▸ **PROBLEM TO WORK ON**: Restate the entries below without a single change.

[[ EXTRACTED DATA, beginning ]]

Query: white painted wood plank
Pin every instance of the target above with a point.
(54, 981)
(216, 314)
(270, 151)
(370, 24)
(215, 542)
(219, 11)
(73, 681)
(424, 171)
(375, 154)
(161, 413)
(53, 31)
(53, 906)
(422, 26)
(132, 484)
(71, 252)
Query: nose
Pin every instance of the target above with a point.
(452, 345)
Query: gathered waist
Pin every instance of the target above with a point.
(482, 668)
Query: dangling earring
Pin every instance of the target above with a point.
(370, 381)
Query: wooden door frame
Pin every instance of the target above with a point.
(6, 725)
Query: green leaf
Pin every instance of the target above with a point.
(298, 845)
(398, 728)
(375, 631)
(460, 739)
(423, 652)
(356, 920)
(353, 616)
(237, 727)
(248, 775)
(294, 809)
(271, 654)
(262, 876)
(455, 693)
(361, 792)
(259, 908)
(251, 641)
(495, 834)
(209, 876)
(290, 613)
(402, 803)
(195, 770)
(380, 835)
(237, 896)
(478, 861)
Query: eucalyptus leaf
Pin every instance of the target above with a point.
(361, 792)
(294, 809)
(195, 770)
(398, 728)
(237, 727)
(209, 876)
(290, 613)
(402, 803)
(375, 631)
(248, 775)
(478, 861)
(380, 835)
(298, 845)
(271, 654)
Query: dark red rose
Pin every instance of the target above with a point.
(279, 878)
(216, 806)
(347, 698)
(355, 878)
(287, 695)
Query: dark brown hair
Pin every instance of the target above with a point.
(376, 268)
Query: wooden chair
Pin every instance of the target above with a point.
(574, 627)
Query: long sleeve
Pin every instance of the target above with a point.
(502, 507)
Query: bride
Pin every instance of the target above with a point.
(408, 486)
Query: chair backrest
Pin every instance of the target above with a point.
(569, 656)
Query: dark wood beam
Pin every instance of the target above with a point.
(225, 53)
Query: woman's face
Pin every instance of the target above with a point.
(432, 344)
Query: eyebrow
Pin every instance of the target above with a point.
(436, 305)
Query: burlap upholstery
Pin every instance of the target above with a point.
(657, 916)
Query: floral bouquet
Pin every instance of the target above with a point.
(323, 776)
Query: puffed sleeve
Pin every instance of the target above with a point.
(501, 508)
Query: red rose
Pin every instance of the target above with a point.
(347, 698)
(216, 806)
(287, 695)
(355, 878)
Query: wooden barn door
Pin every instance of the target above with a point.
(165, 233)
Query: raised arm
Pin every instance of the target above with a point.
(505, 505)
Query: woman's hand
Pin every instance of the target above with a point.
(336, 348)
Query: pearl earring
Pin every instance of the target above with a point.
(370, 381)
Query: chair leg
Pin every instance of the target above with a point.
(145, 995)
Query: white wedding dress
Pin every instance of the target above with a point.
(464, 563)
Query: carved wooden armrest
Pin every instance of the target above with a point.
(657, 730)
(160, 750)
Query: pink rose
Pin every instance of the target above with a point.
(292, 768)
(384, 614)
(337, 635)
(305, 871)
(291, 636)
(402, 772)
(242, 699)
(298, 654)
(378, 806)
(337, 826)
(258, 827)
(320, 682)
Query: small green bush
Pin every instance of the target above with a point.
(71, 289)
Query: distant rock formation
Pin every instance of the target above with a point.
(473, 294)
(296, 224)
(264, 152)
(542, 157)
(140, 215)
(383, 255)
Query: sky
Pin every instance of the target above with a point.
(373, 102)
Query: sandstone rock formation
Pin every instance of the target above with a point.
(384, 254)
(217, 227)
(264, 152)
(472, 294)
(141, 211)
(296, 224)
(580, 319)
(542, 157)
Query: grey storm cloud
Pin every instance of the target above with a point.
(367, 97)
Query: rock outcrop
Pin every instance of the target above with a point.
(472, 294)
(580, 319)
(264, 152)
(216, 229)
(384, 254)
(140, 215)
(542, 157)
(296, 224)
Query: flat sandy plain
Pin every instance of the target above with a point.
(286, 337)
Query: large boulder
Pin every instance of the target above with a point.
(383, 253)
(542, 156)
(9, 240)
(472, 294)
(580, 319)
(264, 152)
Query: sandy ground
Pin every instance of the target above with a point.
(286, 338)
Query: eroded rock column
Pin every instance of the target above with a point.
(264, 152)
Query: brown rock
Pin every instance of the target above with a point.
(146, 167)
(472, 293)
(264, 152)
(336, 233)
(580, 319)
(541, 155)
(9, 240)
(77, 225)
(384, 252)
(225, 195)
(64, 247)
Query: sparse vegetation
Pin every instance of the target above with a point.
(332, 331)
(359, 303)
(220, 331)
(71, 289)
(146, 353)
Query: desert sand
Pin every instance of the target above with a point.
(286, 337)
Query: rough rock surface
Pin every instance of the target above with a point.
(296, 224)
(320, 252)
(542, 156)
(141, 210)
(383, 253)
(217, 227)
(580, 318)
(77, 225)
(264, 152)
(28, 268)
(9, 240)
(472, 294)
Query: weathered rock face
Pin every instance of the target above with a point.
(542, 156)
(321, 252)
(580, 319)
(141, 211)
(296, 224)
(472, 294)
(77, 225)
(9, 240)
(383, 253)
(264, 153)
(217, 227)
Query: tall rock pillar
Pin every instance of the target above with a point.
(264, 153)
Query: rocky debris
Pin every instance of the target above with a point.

[[ EXTRACTED DATA, end ]]

▸ **RESPONSE TO THE TASK**:
Query: white painted wood plank
Pin every instance of the target above with a point.
(54, 981)
(216, 314)
(270, 151)
(370, 24)
(215, 542)
(219, 11)
(73, 681)
(424, 171)
(375, 154)
(161, 413)
(53, 31)
(53, 906)
(422, 26)
(132, 484)
(71, 252)
Query: nose
Pin every instance of the target above with a point.
(452, 345)
Query: gathered waist
Pin every instance of the target above with a point.
(482, 668)
Query: dangling earring
Pin every instance of the target above with a point.
(370, 381)
Query: wooden door frame
Pin every instance of the target above with a point.
(6, 725)
Query: green leaf
Pin every instance of the target above with a point.
(298, 845)
(398, 728)
(375, 631)
(460, 739)
(423, 652)
(356, 920)
(353, 616)
(237, 727)
(248, 775)
(294, 809)
(271, 654)
(262, 876)
(455, 693)
(361, 792)
(259, 908)
(251, 641)
(495, 834)
(209, 876)
(290, 613)
(402, 803)
(195, 770)
(380, 835)
(237, 896)
(478, 861)
Query: eucalyptus leaf
Pin every instance of the target above with a point.
(361, 792)
(294, 809)
(195, 770)
(398, 728)
(237, 727)
(209, 876)
(290, 613)
(402, 803)
(375, 631)
(248, 775)
(478, 861)
(380, 835)
(298, 845)
(271, 654)
Query: dark red rose
Pin every instance of the target above with a point.
(279, 878)
(216, 806)
(347, 698)
(355, 878)
(287, 695)
Query: dark brown hair
Pin every instance of the target above with a point.
(376, 268)
Query: wooden chair
Pin every instance of the target above with a point.
(574, 627)
Query: long sleeve
Pin every instance of the target above with a point.
(502, 507)
Query: bride
Pin every instance of the target above with a point.
(408, 486)
Query: chair backrest
Pin every instance of the target above with a point.
(569, 656)
Query: dark wood beam
Pin every instance of the target above with a point.
(225, 53)
Query: woman's face
Pin every instance of the target above with a point.
(432, 344)
Query: eyebrow
Pin every instance of the target above with a point.
(436, 305)
Query: burlap upholstery
Pin every instance of the target above with a point.
(657, 916)
Query: floral bouquet
Pin every instance of the target above with a point.
(323, 776)
Query: puffed sleeve
Pin every instance of the target above with a point.
(501, 508)
Query: red rose
Pin every instance of the target above with a point.
(347, 698)
(216, 806)
(287, 695)
(355, 878)
Query: wooden barn door
Pin every instance of the target above with a point.
(165, 233)
Query: raised arm
Pin every instance of the target above with a point.
(505, 505)
Query: woman's hand
Pin every instance of the target above with a point.
(336, 348)
Query: pearl earring
Pin every instance of the target above with a point.
(370, 381)
Query: chair leg
Pin every instance of the target above with a point.
(145, 995)
Query: white wedding dress
Pin every instance of the target above with a point.
(464, 563)
Query: carved wooden armrest
Pin every instance of the target above with a point.
(657, 730)
(160, 750)
Query: pink rose
Pin every instance of the target above with a point.
(292, 768)
(384, 614)
(337, 635)
(305, 871)
(291, 636)
(402, 772)
(242, 699)
(298, 654)
(378, 806)
(337, 826)
(258, 827)
(320, 682)
Query: small green bush
Pin every instance of the target above with a point.
(71, 289)
Query: distant rock formation
Pin every instance of the target above with a point.
(473, 294)
(296, 224)
(264, 152)
(542, 157)
(140, 215)
(383, 255)
Query: sky
Pin every instance of the target above with a point.
(373, 102)
Query: sandstone rock formation
Pin every instance of the target above with a point.
(384, 254)
(217, 227)
(264, 152)
(472, 294)
(141, 211)
(296, 224)
(580, 319)
(542, 157)
Query: grey storm cloud
Pin every instance of the target above with a point.
(367, 97)
Query: rock outcrop
Pin every instance of the target above with a point.
(472, 294)
(580, 319)
(264, 152)
(216, 229)
(384, 254)
(140, 215)
(542, 157)
(296, 224)
Query: flat sandy plain
Pin every instance of the target above with a point.
(286, 337)
Query: large boulder
Pin every instance of the target above with a point.
(383, 253)
(542, 156)
(9, 240)
(472, 294)
(580, 319)
(264, 152)
Query: sandy ground
Pin every instance of the target above with a point.
(286, 338)
Query: eroded rock column
Pin every instance of the target above with a point.
(264, 152)
Query: brown rock
Pin every instance of the target above with a point.
(146, 167)
(472, 293)
(264, 152)
(336, 233)
(580, 319)
(541, 155)
(9, 240)
(77, 225)
(384, 252)
(225, 195)
(64, 247)
Query: sparse vegetation
Pin every instance of the target above with a point.
(332, 331)
(359, 303)
(220, 331)
(71, 289)
(146, 353)
Query: desert sand
Pin every instance of the target above with a point.
(286, 337)
Query: rough rock surface
Pin every instance of the target above with a point.
(296, 224)
(320, 252)
(542, 156)
(141, 210)
(383, 253)
(217, 227)
(580, 318)
(77, 225)
(264, 152)
(28, 268)
(9, 240)
(472, 294)
Query: weathered rock face
Pin every instance of the target above with a point.
(542, 156)
(321, 252)
(580, 319)
(141, 211)
(296, 224)
(472, 294)
(77, 225)
(9, 240)
(383, 253)
(264, 153)
(217, 227)
Query: tall rock pillar
Pin every instance of the target above with a point.
(264, 153)
Query: rocky debris
Pin every instance of the target above with a point.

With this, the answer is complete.